> **Task description**: Can you extract every line of the records below word for word, leaving the pictures out of your answer?

> **Recorded information**:
◇ ◇ ◇ ◇ ◇

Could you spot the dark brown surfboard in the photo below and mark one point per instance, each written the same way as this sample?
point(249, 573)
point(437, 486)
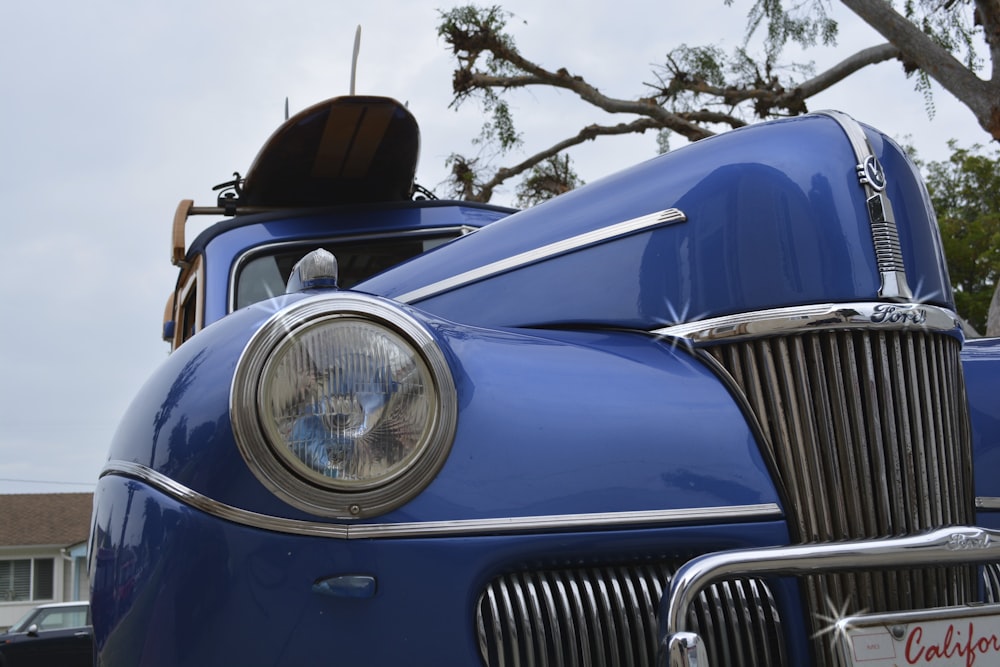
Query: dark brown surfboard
point(345, 150)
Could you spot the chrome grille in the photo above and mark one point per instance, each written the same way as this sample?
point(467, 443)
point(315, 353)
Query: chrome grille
point(607, 616)
point(868, 435)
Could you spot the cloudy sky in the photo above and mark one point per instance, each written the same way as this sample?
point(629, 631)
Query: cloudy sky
point(113, 111)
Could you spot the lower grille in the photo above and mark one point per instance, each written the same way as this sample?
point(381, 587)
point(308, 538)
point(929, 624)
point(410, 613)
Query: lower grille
point(868, 435)
point(607, 616)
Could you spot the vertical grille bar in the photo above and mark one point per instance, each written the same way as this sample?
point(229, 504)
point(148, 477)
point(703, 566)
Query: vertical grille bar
point(607, 616)
point(869, 435)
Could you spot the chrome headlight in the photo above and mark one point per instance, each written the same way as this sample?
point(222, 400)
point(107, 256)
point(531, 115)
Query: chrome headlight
point(343, 405)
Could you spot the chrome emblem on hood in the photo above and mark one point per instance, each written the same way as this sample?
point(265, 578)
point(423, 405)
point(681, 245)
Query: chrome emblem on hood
point(885, 235)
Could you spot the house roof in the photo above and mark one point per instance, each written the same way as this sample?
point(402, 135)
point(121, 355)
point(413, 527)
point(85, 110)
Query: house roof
point(31, 519)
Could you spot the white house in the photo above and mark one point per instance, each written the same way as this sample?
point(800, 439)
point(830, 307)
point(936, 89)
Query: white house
point(43, 550)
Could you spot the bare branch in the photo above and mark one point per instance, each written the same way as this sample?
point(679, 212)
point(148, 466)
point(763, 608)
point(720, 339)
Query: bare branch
point(926, 54)
point(863, 58)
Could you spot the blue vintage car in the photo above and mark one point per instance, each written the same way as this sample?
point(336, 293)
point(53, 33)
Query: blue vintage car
point(717, 409)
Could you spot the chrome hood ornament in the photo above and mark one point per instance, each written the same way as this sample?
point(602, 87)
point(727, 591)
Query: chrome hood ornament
point(885, 235)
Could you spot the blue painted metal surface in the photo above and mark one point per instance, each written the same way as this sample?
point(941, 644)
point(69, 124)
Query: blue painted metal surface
point(247, 596)
point(567, 405)
point(601, 447)
point(775, 218)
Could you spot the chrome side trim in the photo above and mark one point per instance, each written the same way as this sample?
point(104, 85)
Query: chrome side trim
point(555, 522)
point(957, 544)
point(642, 223)
point(800, 319)
point(885, 234)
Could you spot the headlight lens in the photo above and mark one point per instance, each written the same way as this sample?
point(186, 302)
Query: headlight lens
point(343, 405)
point(347, 403)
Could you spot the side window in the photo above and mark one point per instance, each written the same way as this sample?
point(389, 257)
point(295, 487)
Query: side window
point(189, 303)
point(59, 618)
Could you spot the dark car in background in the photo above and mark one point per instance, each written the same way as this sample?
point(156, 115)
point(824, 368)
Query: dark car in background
point(50, 634)
point(716, 409)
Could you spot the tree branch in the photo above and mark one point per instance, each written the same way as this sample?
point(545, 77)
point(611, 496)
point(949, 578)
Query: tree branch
point(485, 191)
point(917, 47)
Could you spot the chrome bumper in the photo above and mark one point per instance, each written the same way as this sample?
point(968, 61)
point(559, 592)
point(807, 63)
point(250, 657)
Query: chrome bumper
point(680, 647)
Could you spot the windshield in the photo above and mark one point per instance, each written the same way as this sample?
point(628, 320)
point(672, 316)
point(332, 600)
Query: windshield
point(265, 273)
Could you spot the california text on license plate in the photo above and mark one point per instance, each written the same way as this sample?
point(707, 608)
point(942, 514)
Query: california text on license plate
point(948, 637)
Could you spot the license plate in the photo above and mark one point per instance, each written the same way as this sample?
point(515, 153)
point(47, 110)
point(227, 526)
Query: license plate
point(948, 637)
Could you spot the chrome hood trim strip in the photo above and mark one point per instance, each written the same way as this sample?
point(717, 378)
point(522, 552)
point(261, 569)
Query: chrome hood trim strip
point(885, 234)
point(642, 223)
point(800, 319)
point(555, 522)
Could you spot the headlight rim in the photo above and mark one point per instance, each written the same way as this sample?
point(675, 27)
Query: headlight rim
point(278, 476)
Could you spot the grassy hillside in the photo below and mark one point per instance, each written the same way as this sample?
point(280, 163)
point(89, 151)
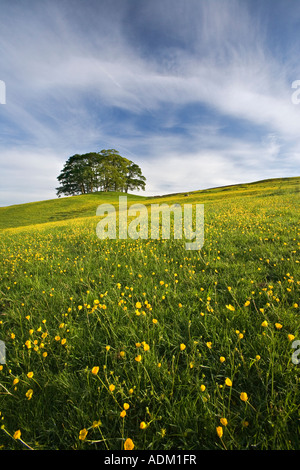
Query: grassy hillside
point(116, 343)
point(85, 205)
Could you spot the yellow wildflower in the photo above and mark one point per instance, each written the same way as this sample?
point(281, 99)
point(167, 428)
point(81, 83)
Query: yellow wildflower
point(17, 434)
point(128, 444)
point(83, 434)
point(228, 382)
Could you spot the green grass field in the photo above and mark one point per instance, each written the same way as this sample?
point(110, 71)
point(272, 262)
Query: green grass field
point(115, 343)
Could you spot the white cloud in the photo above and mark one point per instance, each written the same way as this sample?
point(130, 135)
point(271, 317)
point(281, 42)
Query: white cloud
point(66, 69)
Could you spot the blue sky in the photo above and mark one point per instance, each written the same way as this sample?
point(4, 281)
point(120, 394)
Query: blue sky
point(197, 92)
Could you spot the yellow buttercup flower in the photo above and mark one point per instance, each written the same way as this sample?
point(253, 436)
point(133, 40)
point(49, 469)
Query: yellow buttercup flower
point(83, 434)
point(128, 444)
point(29, 394)
point(244, 396)
point(17, 434)
point(230, 307)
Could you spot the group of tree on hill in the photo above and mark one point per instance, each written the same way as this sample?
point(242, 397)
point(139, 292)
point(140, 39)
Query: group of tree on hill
point(106, 170)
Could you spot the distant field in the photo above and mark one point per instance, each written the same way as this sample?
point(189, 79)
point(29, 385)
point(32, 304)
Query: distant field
point(111, 340)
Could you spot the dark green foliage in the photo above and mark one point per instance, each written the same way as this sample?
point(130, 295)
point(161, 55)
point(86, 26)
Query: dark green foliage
point(106, 170)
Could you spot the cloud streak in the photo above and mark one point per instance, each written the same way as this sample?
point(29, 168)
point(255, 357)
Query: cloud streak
point(196, 97)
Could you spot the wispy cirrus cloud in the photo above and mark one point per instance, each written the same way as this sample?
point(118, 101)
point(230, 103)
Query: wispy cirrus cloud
point(196, 97)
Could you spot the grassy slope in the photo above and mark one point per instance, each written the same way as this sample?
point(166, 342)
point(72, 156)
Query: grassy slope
point(85, 206)
point(222, 302)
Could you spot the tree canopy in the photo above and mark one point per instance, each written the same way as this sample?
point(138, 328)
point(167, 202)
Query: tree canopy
point(106, 170)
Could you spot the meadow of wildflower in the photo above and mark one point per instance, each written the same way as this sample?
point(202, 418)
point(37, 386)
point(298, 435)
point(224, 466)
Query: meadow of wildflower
point(114, 344)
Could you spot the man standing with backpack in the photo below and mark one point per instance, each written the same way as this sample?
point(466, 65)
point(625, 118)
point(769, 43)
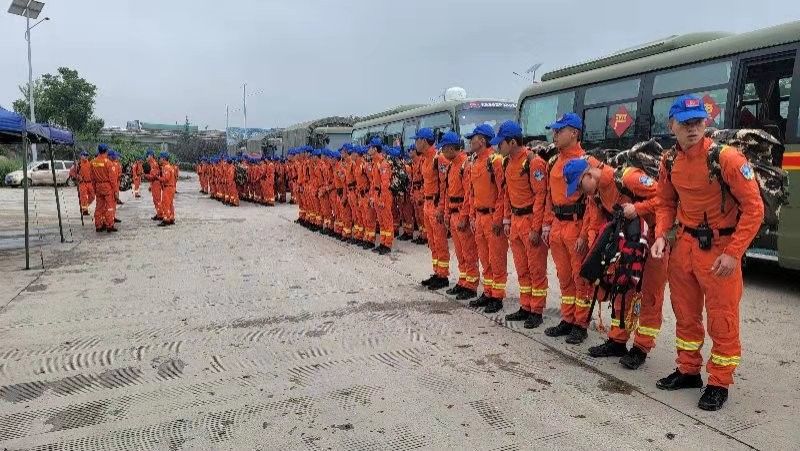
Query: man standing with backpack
point(717, 218)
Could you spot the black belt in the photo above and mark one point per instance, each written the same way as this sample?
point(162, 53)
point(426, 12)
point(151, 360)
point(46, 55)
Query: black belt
point(572, 212)
point(727, 231)
point(522, 211)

◇ ◇ ◇ ◇ ◇

> **Written reply**:
Could you spot the dark brown surfboard in the photo below and mark one point per instance, each written the same way as this sample?
point(249, 573)
point(437, 486)
Query: dark brown surfboard
point(345, 150)
Could you spot the chrome grille in the photo above and mark one point per instance, each written the same way as this sample?
point(467, 443)
point(315, 353)
Query: chrome grille
point(607, 616)
point(868, 435)
Could you spot the cloudy sky in the photo above and mark one point per instance, each written the same way as this sample?
point(629, 631)
Query: cloudy sky
point(113, 111)
Could you spot the lower grille in the photo above and mark one point per instance, each written the same way as this sample?
point(381, 587)
point(308, 538)
point(929, 624)
point(410, 613)
Query: lower grille
point(868, 435)
point(607, 616)
Could you spot the vertical grille bar in the photo above and mark one point per instance, each written the same way as this sample?
point(229, 504)
point(148, 477)
point(703, 566)
Query: vertical grille bar
point(607, 616)
point(869, 435)
Could you spot the chrome headlight in the photo above and mark one point per instance, each written the same way as this sample?
point(222, 400)
point(107, 256)
point(531, 115)
Query: chrome headlight
point(343, 405)
Could you spot the chrome emblem on hood in the photo above and mark one point per instance, each written the same way as this sample?
point(265, 578)
point(423, 405)
point(681, 245)
Query: chrome emblem on hood
point(885, 235)
Could you spot the house roof in the photo above and mark one point per instance, each written the same way as this sample?
point(402, 135)
point(121, 355)
point(413, 527)
point(85, 110)
Query: house roof
point(31, 519)
Could you spot the white house in the photo above and mark one point per instance, each written the same way as this sample?
point(800, 439)
point(830, 307)
point(936, 89)
Query: white house
point(43, 550)
Could you spot the bare branch in the photo above and mark one point per instance, each written the same way as this sample?
point(679, 212)
point(148, 466)
point(763, 608)
point(720, 339)
Query: bare branch
point(926, 54)
point(863, 58)
Could you spot the blue vintage car in the photo above and mark one point per instance, each written the same way as this sample?
point(336, 293)
point(53, 33)
Query: blue vintage car
point(717, 409)
Could you spot the chrome hood ornament in the photo above and mark one point per instance, each written the same way as this sample?
point(602, 87)
point(727, 591)
Query: chrome hood ornament
point(885, 235)
Could you spot the blue painted metal surface in the photo above and mark one point per instance, each written the same way as this sample?
point(941, 644)
point(69, 124)
Query: blue painted metal surface
point(247, 596)
point(567, 405)
point(601, 447)
point(775, 218)
Could you spot the chrome side trim in the photo above and mark one point per instance, each written the same way as this sample?
point(104, 85)
Query: chrome side trim
point(555, 522)
point(957, 544)
point(642, 223)
point(800, 319)
point(885, 234)
Could you spot the headlight lens in the photo above and mark one point per instance, each written the same way as this sample?
point(186, 302)
Query: headlight lens
point(343, 405)
point(347, 403)
Could you spot the side window in the photo above and mark one point per instance, each written the same way as this sample?
point(389, 257)
point(295, 487)
Query: side window
point(189, 303)
point(59, 618)
Could you spot the dark car in background in the photo above and mark one point per instance, each written the same way as this sample?
point(156, 115)
point(824, 368)
Query: dark car in background
point(50, 634)
point(716, 409)
Could you spot the tree branch in the photo above and mark one point per instance, each written the same way as this sample?
point(545, 77)
point(611, 496)
point(949, 578)
Query: tree branch
point(485, 191)
point(917, 47)
Could you spot the chrome bumper in the photo above and mark one point per instance, each written the same way as this sample?
point(968, 61)
point(559, 592)
point(807, 63)
point(250, 657)
Query: chrome bumper
point(680, 647)
Could you spot the windshield in the photo above and mark one point per instance, each written the same way as this sample?
point(628, 320)
point(672, 316)
point(332, 600)
Query: windshield
point(265, 273)
Could you spot the california text on license plate in the photo above and mark one point per instance, each written the same way as this sample?
point(707, 608)
point(942, 514)
Query: california text on license plate
point(948, 637)
Could you spot the license plate in the photo above and mark one point per instance, each written the same way as this sample?
point(515, 153)
point(47, 110)
point(227, 526)
Query: license plate
point(948, 637)
Could you spot the chrome hood trim strip in the photo above and mark one point per instance, each written the same way as this sample?
point(717, 378)
point(522, 552)
point(261, 569)
Query: chrome hood trim strip
point(885, 234)
point(642, 223)
point(800, 319)
point(555, 522)
Could you spot the headlight rim in the photo above and mark one point per instance, each written the same way as this sample?
point(675, 27)
Query: headlight rim
point(278, 476)
Could you spot the grassy hillside in the photo below and mark one point per instance, each written the same way as this sample?
point(280, 163)
point(89, 151)
Query: grassy hillside
point(116, 343)
point(85, 205)
Could you spot the yellow wildflower in the photo above and mark one point per instance, each written the same way as this sample?
point(281, 99)
point(167, 428)
point(81, 83)
Query: yellow wildflower
point(17, 434)
point(128, 444)
point(83, 434)
point(228, 382)
Could you spot the green grass field in the photo above and mark one point per instance, each written the same way as this sample?
point(110, 71)
point(272, 262)
Query: green grass field
point(115, 343)
Could you spot the white cloud in the photo above and mark one point per instance, each written the same way as this sample?
point(130, 135)
point(271, 317)
point(281, 42)
Query: white cloud
point(66, 69)
Could you spot the blue sky in the photo above and mark one point per instance, each written the same way as this sample?
point(4, 281)
point(120, 394)
Query: blue sky
point(197, 92)
Could you spot the yellow buttercup flower in the photo above and mark one point per instance, each written the same way as this sample?
point(253, 436)
point(133, 40)
point(49, 469)
Query: yellow buttercup flower
point(83, 434)
point(128, 444)
point(29, 394)
point(244, 396)
point(17, 434)
point(230, 307)
Could you spot the group of tree on hill in the photo above and mark one point per instance, each written the same way as this sample?
point(242, 397)
point(139, 292)
point(140, 39)
Query: group of tree on hill
point(106, 170)
Could you spot the distant field in the photo above and mark one point per instance, each written the same way as this sample?
point(189, 79)
point(29, 385)
point(32, 304)
Query: distant field
point(111, 340)
Could you spot the dark green foliage in the photo above and mark one point per instance, each written the same way as this sample?
point(130, 295)
point(161, 55)
point(86, 26)
Query: dark green foliage
point(106, 170)
Could you spot the cloud streak in the photo above and mark one point per instance, each written the same way as this sample?
point(29, 168)
point(255, 357)
Query: cloud streak
point(196, 97)
Could you spot the wispy cirrus cloud in the photo above and mark one point per instance, each written the same way as this sample?
point(118, 101)
point(230, 103)
Query: wispy cirrus cloud
point(196, 97)
Could you spot the grassy slope in the photo above and mark one point per instance, each written the same way as this sample?
point(166, 342)
point(72, 156)
Query: grassy slope
point(85, 206)
point(222, 302)
Could you spot the tree canopy in the photo above and mark one point per instance, each written the same way as this sample?
point(138, 328)
point(167, 202)
Query: tree canopy
point(106, 170)
Could you spot the meadow of wildflower in the photo above and mark one point per instance, each written the same way as this sample?
point(202, 418)
point(37, 386)
point(298, 435)
point(224, 466)
Query: meadow of wildflower
point(114, 344)
Could you spot the man standing with backpack in the photo below and mark one point per instance, each written the same way as this sample?
point(466, 65)
point(625, 118)
point(769, 43)
Query: man standing with backpack
point(717, 218)
Could you spot the black belt in the photo above and mark one point per instance, each written the same way as this sample?
point(162, 53)
point(426, 12)
point(151, 360)
point(46, 55)
Query: black belt
point(572, 212)
point(727, 231)
point(522, 211)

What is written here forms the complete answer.